Edinburgh reads this uncomfortably. Not because the model is unachievable, but because the gap between what the city’s planning documents promise and what its development actually delivers is persistent and rarely acknowledged with any directness. NPF4 is ambitious. The Granton Waterfront Development Framework is serious about environmental performance. The outline conditions at Winchburgh and Blindwells require active travel provision and above-minimum energy standards. The language is not the problem.
The gap between what Edinburgh’s plans say and what Edinburgh’s development delivers is the most important unresolved problem in the city’s built environment policy. Hammarby closed that gap. Edinburgh has not.
Delivery is the problem. British planning relies on conditions attached to outline permissions, enforced application by application across decades. This is a structural weakness that Edinburgh did not create. But it is particularly visible here because the rhetoric has been particularly ambitious. The Western Harbour remains the sharpest example. The masterplan existed; a development company was established; the ambitions — mixed uses, high-density urbanism, excellent public realm, sustainable transport — were clearly stated. What was built, in the development rush before the 2008 crash, was none of those things. Speculative flatted blocks in cheap materials, cheerless spaces between them, a car dependency the promised tram connection never resolved. The people who designed the masterplan moved on. Those who built the buildings answered to different clients with different priorities. Nobody was held to account for the gap.
Hammarby worked because Stockholm’s administration stuck firmly to its principles. The same environmental performance requirements applied in phase fifteen that had been agreed in phase one. When developers proposed to reduce insulation standards, the answer was no. The integrated energy, water, and waste systems were procured as infrastructure and delivered as a coherent whole, rather than assembled piecemeal from whatever individual developers could be persuaded to contribute. The result is a neighbourhood using approximately half the energy of a comparable conventional district. It is also, by any measure, a pleasant place to live. Those facts are connected.
Edinburgh has evidence of what this discipline produces when applied. The Edinburgh Home Demonstrator at Granton, delivered by Anderson Bell Christie, is a pilot programme for net zero homes that sets out to prove — on a real site, with real budgets — that high environmental performance and genuine affordability are not in conflict. If it works, and the early signs are encouraging, it provides a template that could govern subsequent phases of the Granton programme. That is exactly the kind of first-phase decision Hammarby’s planners made in the early 1990s: establish the standard, demonstrate it concretely, hold to it.

- _The task_
Write out the passage on Edinburgh planning word for word, between "Edinburgh has evidence" and "hold to it.", inclusive. Work only from the passage on Edinburgh planning and bring in no outside knowledge.

- _Available data_
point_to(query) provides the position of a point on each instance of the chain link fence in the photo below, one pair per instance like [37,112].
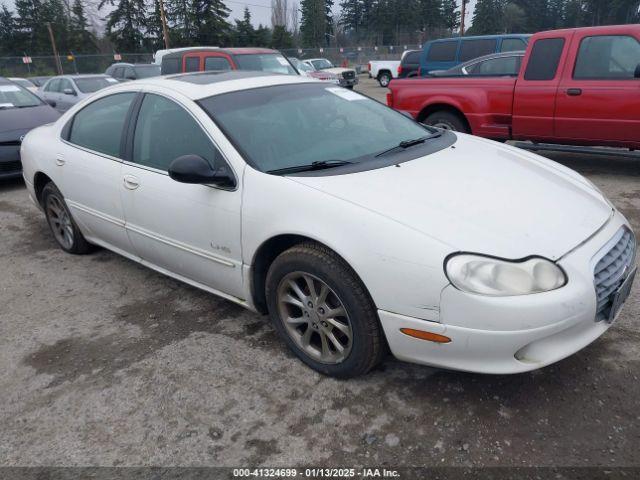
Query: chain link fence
[355,57]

- _The response_
Edinburgh has evidence of what this discipline produces when applied. The Edinburgh Home Demonstrator at Granton, delivered by Anderson Bell Christie, is a pilot programme for net zero homes that sets out to prove — on a real site, with real budgets — that high environmental performance and genuine affordability are not in conflict. If it works, and the early signs are encouraging, it provides a template that could govern subsequent phases of the Granton programme. That is exactly the kind of first-phase decision Hammarby’s planners made in the early 1990s: establish the standard, demonstrate it concretely, hold to it.